Task »
Copy the records below, replacing each "pixel coordinates" with "image coordinates" and leaving everything else untouched.

Material supplied »
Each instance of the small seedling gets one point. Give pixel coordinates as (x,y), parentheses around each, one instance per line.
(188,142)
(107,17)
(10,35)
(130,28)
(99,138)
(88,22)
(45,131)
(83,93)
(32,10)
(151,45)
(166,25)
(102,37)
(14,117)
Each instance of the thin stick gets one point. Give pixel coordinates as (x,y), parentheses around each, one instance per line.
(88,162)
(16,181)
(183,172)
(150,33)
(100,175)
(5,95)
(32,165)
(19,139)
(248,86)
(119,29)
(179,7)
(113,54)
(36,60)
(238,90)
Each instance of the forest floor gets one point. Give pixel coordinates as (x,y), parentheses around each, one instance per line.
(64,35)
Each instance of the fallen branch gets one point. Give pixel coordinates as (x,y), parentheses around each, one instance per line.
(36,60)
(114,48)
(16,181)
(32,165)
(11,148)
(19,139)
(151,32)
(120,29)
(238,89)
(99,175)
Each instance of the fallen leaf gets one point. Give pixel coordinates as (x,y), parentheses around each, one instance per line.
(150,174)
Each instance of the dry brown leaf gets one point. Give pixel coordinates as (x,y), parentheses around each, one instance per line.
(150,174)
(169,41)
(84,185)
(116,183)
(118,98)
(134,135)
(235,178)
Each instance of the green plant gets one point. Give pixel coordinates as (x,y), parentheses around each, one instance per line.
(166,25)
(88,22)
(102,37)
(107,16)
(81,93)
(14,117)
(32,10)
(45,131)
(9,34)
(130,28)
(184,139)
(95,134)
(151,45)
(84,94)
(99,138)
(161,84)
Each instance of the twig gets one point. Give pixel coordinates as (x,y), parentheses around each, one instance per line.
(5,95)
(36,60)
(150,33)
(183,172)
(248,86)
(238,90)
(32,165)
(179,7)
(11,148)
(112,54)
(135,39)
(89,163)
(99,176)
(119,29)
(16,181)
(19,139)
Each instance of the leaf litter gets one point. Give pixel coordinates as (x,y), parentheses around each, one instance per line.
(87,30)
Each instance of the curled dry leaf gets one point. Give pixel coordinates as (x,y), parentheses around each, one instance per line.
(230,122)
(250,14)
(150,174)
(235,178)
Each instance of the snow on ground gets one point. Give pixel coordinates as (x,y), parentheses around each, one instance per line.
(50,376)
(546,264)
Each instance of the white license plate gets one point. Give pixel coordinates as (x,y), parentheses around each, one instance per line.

Completed exercise »
Each instance of the small seedling gets one point. Give image coordinates as (x,y), parentheses around each, one instance per line.
(188,142)
(107,17)
(10,35)
(130,28)
(99,138)
(88,22)
(45,131)
(83,93)
(32,10)
(151,45)
(166,25)
(102,37)
(14,117)
Each instance of the thin stick gets one point. Give image coordinates as (x,y), parentheses around each, one instance per line.
(88,162)
(16,181)
(183,172)
(150,33)
(100,175)
(5,95)
(32,165)
(19,139)
(248,86)
(119,29)
(179,7)
(113,54)
(36,60)
(238,90)
Each instance of the forest floor gets one point. Give image coordinates as (x,y), parentheses around each, one instance per line.
(64,35)
Each instance of the fallen branch gets one point. Give image coordinates as (x,y), parentheses around each, one instance per line.
(36,60)
(114,48)
(16,181)
(32,165)
(11,148)
(19,139)
(151,32)
(120,29)
(238,89)
(99,175)
Each instance of the fallen leaf gets one point. Give image coordinates as (x,y), parentheses around each, one instance per line.
(150,174)
Each instance of the dry brown leaf gets one point. Give image coordinates as (x,y), parentheses around each, one instance per line.
(150,174)
(169,41)
(84,185)
(116,183)
(118,98)
(134,135)
(235,178)
Each instance of the green plant gets one point. Give image coordinates as (x,y), parentheses around each, one instance per line.
(166,25)
(88,22)
(102,37)
(107,16)
(81,93)
(14,117)
(32,10)
(45,131)
(9,34)
(130,28)
(184,139)
(95,134)
(151,45)
(84,94)
(99,138)
(161,84)
Each instance of the twig gets one point. Give image coordinates as (x,y), parentheses around each, one instance per line.
(5,95)
(36,60)
(150,33)
(183,172)
(248,86)
(238,90)
(32,165)
(179,7)
(11,148)
(112,54)
(135,39)
(89,163)
(99,176)
(119,29)
(16,181)
(19,139)
Each instance of the leaf litter gets one point. Give image coordinates as (x,y), parentheses around each, one instance per line.
(87,30)
Each instance of the curled dry leaf gets one point. Give image coordinates as (x,y), parentheses around each, one instance per line.
(230,122)
(250,14)
(150,174)
(235,178)
Each instance of the snow on ground gets one point. Give image coordinates as (x,y), parentheses around each, one instance per line.
(50,376)
(546,264)
Each instance of the white license plate gets one point. Give image coordinates as (x,y), parentheses around each, one instance per line.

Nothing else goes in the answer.